#### [What you should do]
Rewrite the items starting at the beginning of the items and ending at the line that contains "[[454, 129]]", swapping "pine bark" for "tree bark" and keeping everything else unchanged. Leave the pictures out.

#### [Point labeling data for photos]
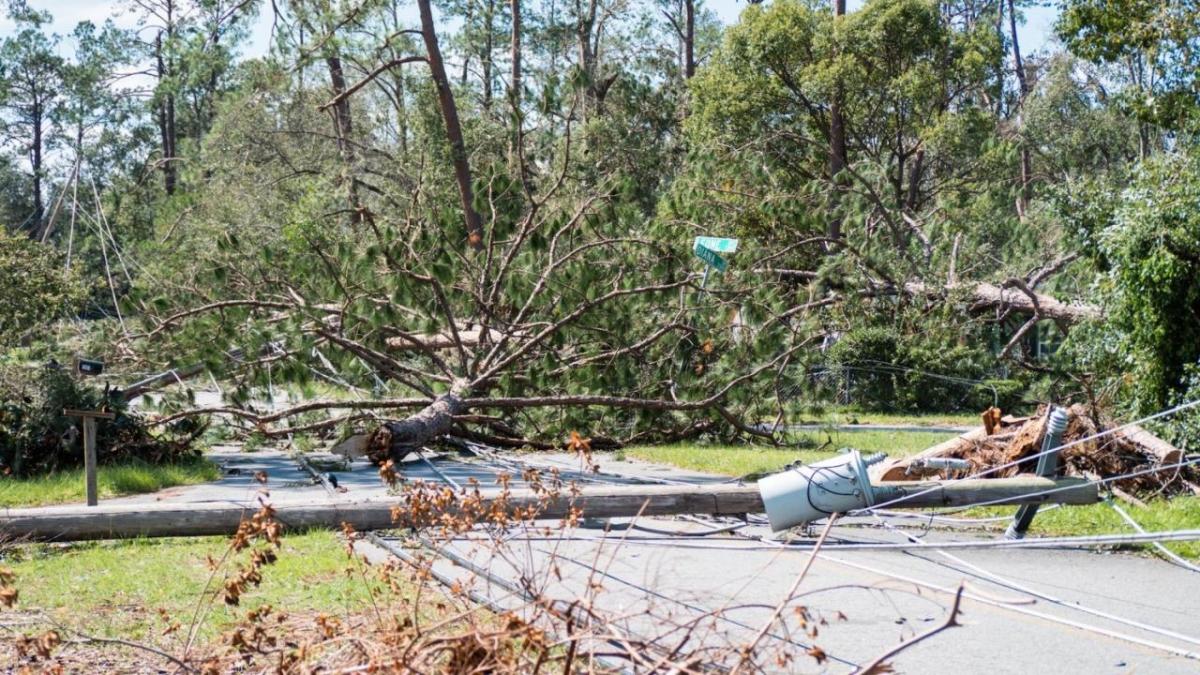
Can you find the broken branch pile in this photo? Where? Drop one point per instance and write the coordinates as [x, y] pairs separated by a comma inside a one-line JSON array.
[[1003, 441]]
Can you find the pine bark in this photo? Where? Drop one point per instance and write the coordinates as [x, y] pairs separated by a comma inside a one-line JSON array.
[[454, 129]]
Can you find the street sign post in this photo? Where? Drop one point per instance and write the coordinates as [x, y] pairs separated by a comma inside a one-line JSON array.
[[718, 244], [709, 257]]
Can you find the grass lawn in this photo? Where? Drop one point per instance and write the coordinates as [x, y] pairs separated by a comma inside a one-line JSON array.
[[835, 416], [1177, 513], [129, 478], [117, 589], [743, 460]]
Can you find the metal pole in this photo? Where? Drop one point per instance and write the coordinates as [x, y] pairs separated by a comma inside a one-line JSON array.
[[1048, 465], [89, 458]]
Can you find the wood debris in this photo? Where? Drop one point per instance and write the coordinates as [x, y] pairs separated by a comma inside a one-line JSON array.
[[1007, 440]]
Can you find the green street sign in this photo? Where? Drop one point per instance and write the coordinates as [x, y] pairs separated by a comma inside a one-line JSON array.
[[718, 244], [709, 257]]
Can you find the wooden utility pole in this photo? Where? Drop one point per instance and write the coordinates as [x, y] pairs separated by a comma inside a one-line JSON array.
[[89, 447], [117, 521]]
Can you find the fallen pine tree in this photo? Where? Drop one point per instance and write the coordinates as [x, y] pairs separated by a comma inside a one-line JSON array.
[[1008, 446]]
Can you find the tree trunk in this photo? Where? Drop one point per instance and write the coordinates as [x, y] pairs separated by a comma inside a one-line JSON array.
[[486, 57], [1023, 202], [689, 39], [343, 126], [166, 114], [837, 142], [454, 131], [515, 77], [515, 88], [395, 440], [35, 161]]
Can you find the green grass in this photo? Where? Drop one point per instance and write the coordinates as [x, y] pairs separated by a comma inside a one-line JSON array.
[[114, 481], [916, 419], [1161, 514], [117, 589], [743, 460]]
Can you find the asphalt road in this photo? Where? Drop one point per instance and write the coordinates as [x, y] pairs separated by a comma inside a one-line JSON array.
[[1023, 611]]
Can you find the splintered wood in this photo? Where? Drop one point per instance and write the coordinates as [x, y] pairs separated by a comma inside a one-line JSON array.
[[1007, 440]]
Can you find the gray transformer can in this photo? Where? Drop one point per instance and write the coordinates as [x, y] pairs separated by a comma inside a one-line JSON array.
[[805, 493]]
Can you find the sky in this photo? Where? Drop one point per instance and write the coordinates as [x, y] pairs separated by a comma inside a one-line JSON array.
[[1036, 34]]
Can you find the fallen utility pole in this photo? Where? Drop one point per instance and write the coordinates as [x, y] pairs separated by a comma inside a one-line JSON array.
[[118, 521]]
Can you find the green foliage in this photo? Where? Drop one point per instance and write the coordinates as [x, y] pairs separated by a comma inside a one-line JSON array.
[[35, 287], [1155, 40], [36, 437], [1146, 240], [883, 370], [113, 481]]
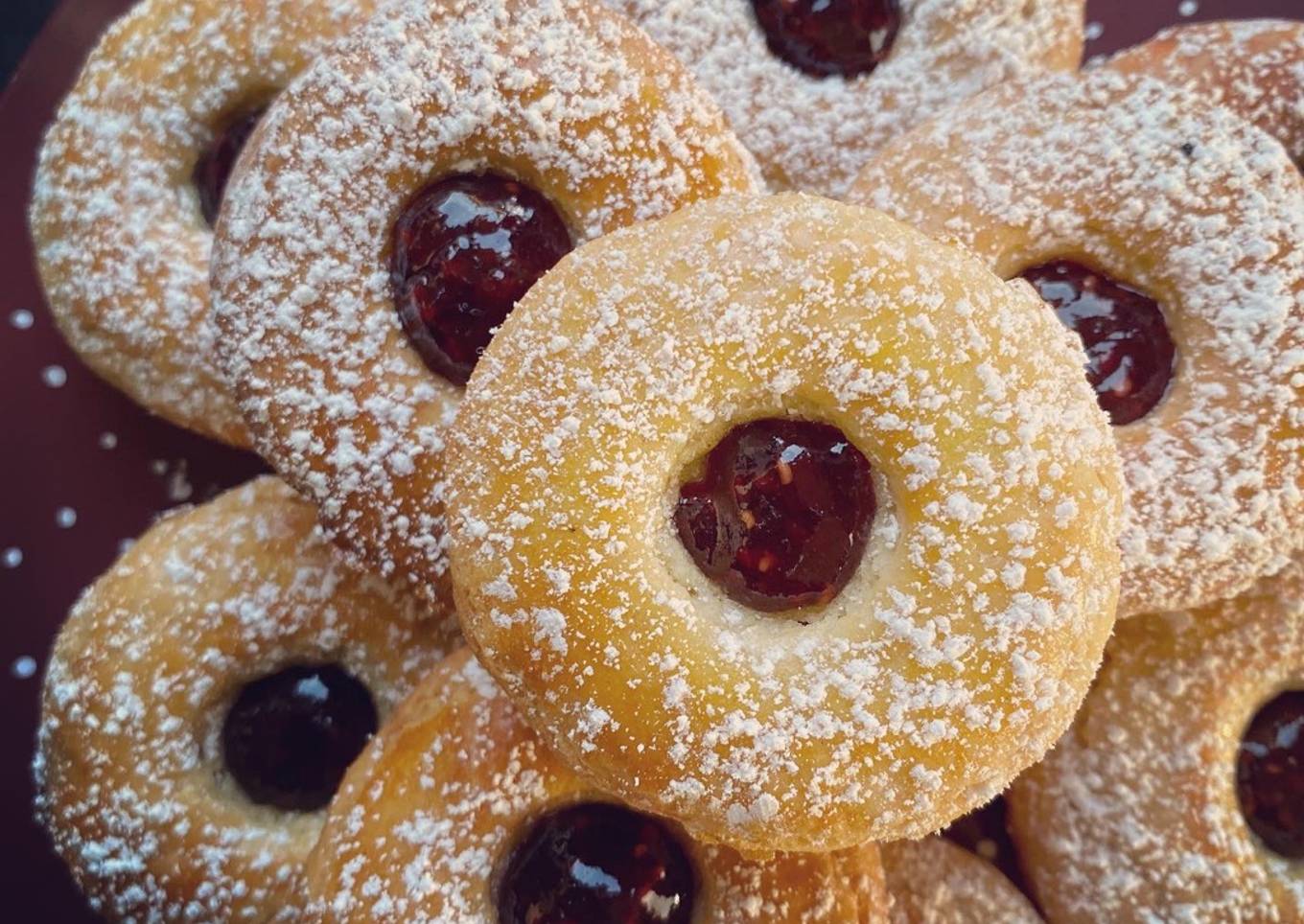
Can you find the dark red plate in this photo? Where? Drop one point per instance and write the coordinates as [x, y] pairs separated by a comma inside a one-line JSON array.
[[82, 470]]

#### [Exercise result]
Can you find the broken branch pile in this photo? Where? Drop one point per instance and write the coordinates as [x, y] pairs separated by a comma inside a one-line JSON array.
[[1003, 441]]
Can you find the tree bark in this photo? Where? Drop one point per instance and write the coordinates as [x, y] pairs separated by a comma inside a one-line JSON array.
[[454, 129]]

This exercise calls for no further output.